CHALLENGE. Retype exactly the stretch of lines that begins at the line containing "The response MUST carry one point per instance of the vanity" and ends at the last line of the data, with no other lines.

[Object point labels]
[start]

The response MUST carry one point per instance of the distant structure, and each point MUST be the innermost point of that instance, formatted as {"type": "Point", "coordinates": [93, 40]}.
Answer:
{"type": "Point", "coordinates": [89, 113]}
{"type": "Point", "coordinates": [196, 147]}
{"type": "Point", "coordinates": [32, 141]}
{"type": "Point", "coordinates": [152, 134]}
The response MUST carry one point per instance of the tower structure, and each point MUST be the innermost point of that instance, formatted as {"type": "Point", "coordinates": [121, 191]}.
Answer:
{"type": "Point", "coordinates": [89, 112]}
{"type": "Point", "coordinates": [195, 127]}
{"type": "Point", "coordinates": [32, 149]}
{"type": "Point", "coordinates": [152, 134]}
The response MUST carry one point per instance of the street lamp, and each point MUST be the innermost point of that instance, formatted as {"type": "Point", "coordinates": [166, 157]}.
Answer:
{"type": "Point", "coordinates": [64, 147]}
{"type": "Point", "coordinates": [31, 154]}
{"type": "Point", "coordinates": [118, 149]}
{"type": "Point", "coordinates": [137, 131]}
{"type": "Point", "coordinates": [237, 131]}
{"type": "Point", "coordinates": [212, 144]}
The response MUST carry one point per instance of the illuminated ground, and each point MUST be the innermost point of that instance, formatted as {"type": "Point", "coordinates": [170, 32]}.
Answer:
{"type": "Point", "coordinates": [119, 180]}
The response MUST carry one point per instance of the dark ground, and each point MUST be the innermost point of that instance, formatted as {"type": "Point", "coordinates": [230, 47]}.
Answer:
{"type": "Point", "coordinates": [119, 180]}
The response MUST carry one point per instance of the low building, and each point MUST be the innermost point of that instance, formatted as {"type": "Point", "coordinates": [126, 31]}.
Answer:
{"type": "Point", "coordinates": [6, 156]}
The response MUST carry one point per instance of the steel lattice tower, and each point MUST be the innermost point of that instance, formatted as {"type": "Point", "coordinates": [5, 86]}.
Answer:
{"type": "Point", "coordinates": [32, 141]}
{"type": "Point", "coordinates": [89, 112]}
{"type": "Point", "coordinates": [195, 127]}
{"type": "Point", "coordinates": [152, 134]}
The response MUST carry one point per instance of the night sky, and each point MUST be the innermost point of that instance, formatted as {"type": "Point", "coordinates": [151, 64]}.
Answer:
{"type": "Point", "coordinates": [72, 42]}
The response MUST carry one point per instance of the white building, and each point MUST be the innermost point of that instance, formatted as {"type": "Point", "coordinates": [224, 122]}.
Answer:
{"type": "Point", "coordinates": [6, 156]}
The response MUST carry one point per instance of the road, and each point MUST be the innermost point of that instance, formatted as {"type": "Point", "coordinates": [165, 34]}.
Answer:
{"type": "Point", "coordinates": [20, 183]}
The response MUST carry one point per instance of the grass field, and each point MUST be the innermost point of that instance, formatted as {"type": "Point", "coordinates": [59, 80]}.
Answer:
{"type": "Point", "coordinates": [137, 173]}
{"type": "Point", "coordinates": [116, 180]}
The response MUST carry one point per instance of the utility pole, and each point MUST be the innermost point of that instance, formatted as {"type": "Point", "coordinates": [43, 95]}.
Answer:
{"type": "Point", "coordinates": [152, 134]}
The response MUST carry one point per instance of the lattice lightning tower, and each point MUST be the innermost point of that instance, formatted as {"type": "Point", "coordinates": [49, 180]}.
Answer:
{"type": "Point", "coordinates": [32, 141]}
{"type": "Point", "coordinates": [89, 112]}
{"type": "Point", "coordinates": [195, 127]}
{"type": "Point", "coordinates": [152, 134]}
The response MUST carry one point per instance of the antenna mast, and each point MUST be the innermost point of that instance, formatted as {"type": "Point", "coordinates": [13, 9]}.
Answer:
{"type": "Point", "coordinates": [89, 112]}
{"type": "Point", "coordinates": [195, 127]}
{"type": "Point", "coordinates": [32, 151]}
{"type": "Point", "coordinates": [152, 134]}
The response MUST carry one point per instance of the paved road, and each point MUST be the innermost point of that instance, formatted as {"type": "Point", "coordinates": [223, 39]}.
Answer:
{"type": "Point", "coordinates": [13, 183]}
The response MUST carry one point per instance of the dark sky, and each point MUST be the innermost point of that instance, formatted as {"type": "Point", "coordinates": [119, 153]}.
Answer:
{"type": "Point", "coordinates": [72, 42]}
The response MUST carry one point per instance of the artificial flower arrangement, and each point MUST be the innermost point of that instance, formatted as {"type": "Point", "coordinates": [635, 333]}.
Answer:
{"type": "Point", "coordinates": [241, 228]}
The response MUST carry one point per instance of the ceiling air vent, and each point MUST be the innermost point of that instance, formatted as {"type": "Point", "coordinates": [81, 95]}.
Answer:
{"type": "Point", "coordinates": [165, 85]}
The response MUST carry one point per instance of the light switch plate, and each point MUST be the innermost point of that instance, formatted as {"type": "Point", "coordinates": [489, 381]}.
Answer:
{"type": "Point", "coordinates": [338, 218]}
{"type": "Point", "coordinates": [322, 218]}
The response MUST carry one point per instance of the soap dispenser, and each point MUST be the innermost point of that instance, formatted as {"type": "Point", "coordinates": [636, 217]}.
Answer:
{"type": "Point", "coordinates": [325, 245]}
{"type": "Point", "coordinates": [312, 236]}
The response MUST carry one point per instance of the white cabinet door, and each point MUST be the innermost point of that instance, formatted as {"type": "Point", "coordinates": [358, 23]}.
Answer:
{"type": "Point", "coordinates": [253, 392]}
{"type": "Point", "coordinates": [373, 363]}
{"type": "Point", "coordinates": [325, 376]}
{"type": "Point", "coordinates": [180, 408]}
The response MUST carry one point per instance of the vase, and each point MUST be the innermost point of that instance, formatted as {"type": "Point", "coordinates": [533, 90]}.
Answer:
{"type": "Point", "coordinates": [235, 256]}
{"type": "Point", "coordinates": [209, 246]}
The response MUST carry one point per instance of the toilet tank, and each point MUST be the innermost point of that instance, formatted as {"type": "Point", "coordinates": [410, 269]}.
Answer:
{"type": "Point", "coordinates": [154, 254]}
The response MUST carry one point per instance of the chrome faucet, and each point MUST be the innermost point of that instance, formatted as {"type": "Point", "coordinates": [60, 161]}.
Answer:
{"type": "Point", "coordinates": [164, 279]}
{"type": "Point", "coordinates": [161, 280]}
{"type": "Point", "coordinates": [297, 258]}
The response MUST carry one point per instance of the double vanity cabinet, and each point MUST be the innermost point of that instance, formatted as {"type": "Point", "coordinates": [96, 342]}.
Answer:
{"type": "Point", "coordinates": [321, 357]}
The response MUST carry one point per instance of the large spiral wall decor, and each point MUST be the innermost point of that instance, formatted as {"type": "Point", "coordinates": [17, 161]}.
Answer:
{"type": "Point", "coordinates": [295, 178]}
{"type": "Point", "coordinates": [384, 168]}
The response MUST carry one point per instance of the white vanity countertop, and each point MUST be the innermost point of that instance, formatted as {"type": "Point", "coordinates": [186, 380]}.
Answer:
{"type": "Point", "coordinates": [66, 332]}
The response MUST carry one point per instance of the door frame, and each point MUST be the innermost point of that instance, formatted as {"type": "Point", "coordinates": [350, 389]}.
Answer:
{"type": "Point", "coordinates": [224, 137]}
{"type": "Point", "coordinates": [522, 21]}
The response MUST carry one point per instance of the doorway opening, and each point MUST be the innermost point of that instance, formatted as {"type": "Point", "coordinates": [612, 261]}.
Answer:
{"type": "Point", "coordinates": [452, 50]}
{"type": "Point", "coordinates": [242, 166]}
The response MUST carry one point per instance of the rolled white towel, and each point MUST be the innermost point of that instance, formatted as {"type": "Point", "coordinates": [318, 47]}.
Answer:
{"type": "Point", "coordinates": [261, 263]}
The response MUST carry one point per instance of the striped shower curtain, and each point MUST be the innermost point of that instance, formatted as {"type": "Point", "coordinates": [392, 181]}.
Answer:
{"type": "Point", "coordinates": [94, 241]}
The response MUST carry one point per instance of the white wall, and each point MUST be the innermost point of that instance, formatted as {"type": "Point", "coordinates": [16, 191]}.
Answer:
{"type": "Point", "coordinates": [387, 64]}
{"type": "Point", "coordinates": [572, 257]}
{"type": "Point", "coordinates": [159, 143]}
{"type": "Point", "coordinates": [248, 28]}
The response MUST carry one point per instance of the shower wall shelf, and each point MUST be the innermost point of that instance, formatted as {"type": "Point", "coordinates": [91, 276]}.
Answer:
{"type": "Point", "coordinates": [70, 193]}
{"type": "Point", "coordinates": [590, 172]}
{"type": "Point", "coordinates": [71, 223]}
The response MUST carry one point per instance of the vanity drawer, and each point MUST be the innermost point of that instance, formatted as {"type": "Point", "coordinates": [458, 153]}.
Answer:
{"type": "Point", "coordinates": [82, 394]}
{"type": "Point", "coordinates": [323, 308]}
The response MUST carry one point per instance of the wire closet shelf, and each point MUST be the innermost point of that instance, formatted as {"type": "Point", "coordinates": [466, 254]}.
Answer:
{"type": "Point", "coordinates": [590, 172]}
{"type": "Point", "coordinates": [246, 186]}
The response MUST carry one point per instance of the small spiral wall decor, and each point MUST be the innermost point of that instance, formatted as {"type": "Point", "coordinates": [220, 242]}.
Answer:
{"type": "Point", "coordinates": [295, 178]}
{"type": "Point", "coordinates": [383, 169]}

[end]

RESULT BELOW.
The response MUST carry one point per instance of the vanity drawer, and each point MUST be the innermost point of that instance, formatted as {"type": "Point", "coordinates": [458, 153]}.
Answer:
{"type": "Point", "coordinates": [82, 394]}
{"type": "Point", "coordinates": [323, 308]}
The response MUST carry one point per instance of the wire closet shelf, and each point MUST be the innermost point of that instance, formatted as {"type": "Point", "coordinates": [466, 254]}.
Answer:
{"type": "Point", "coordinates": [590, 172]}
{"type": "Point", "coordinates": [246, 186]}
The response MUST carry one point per instance of the small spiral wall decor, and each point MUST be the innermost point of that instance, formatted as {"type": "Point", "coordinates": [220, 242]}.
Answer:
{"type": "Point", "coordinates": [295, 178]}
{"type": "Point", "coordinates": [383, 169]}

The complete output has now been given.